■ Passage for review:
The QC probes on the random primer Affy arrays are completely different from what they put on the 3'-biased arrays, and how you get them is different as well, as you have to use the oligo/pdInfo pipeline rather than the affy/makecdfenv pipeline. Normally you would be able to query the pd.hta.2.0 database directly, but we are unfortunately in a period where the pd.hta.2.0 database doesn't have the right data for the probeset types, and since Benilton is refactoring it for the next release, it won't get fixed until April.
Note that this only extends to the part of the database that says what 'type' a probeset is. The mapping of probes to probesets is unaffected by this issue.
However, there is still a way to get these data using the netaffxTranscript.rda that comes with the pd.hta.2.0 package:
> library(pd.hta.2.0)
> load(paste0(path.package("pd.hta.2.0"), "/extdata/netaffxTranscript.rda"))
> annot <- pData(netaffxTranscript)
> table(annot$category)
additional control->affx->bac_spike
230 4
control->affx->ercc control->affx->ercc->step
92 63
control->affx->polya_spike control->bgp->antigenomic
4 23
main main///normgene->exon
67528 1465
normgene->exon normgene->intron
698 646
The 'Main' probes are those that are intended to measure transcripts, and all these other probesets are intended to be controls of one type or another.
Note that the ordering of this object (annot) will NOT be the same as the ordering of your data, so you have to make sure you get things ordered correctly!
Thanks, James.
Do you know where to find documentation detailing what these control probesets are?
Also, do I understand correctly that there are probes used to both serve as control AND measure transcripts (main///normgene->exon)?
The product pdf gives some hints (http://www.affymetrix.com/support/technical/datasheets/hta_array_2_0_datasheet.pdf). And you can look at the names of the probes for more hints
I don't know of other documentation, and I have just figured things out by poking around.
The 'additional' probesets are a mystery. If you search netaffx, they will helpfully let you know that these are 'additional' probesets. What they are for is beyond me.
The ERCC probes are for using the ERCC spike-ins for normalization. The antigenomic probesets are intended to be background probesets - Affymetrix claim that these sequences don't exist in the human genome.

■ Complete the following:
a – List every category in the table output of the thread about HTA 2.0 probesets whose name begins with "control->".
b – In the thread about HTA 2.0 probesets, rewrite the paragraph beginning "The QC probes on the random primer Affy arrays" in fewer words, keeping its main facts.
c – According to the thread about HTA 2.0 probesets, what does Affymetrix claim about the sequences of the antigenomic probesets?

Saved entries

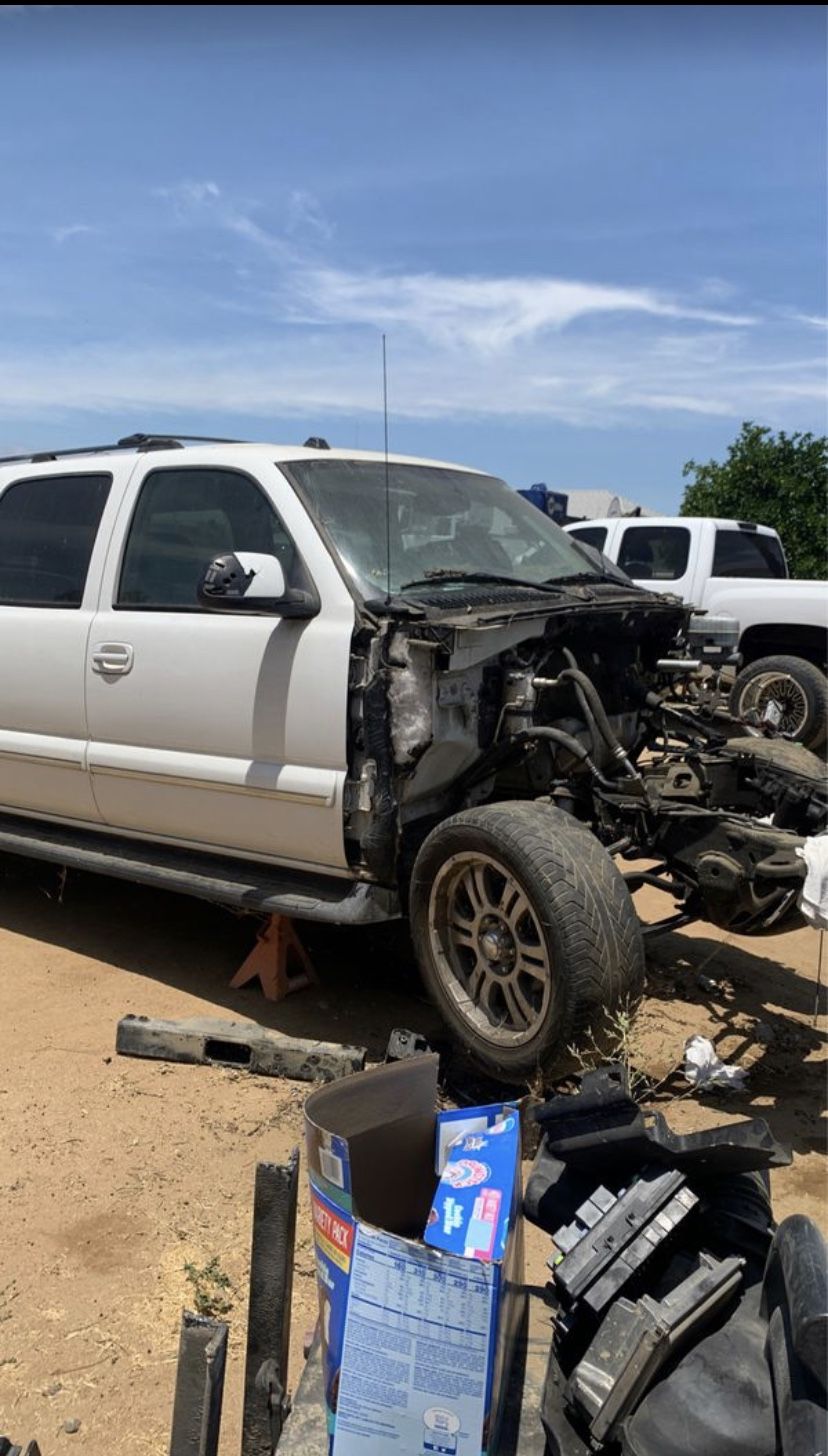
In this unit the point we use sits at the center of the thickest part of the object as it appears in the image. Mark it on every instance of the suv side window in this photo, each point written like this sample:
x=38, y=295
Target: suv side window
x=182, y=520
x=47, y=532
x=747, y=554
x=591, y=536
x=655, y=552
* * *
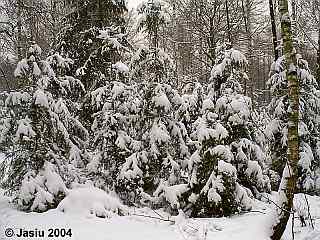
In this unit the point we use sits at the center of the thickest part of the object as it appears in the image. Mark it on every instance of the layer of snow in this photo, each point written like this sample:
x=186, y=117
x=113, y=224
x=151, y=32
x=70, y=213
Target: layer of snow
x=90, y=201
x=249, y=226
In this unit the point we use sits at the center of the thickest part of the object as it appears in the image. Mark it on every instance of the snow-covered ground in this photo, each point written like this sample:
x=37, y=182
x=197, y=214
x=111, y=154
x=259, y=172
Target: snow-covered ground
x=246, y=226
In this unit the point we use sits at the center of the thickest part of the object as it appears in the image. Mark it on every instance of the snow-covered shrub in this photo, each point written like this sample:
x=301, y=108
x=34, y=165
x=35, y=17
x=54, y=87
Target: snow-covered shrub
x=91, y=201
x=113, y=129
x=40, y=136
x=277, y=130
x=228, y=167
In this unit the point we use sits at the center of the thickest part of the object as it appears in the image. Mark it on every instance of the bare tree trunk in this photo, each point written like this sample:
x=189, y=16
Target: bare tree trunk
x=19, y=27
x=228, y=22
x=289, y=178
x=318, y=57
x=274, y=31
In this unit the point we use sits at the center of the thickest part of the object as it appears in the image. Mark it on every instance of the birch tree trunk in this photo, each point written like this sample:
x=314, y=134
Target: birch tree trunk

■ Solutions to the tasks:
a –
control->affx->bac_spike
control->affx->ercc
control->affx->ercc->step
control->affx->polya_spike
control->bgp->antigenomic

b – QC probes on random-primer Affy arrays differ from those on 3'-biased arrays. They must be obtained through the oligo/pdInfo pipeline rather than affy/makecdfenv. The pd.hta.2.0 database could normally be queried directly, but it currently holds the wrong probeset-type data. Because Benilton is refactoring it for the next release, the fix won't come until April.

c – That these sequences don't exist in the human genome.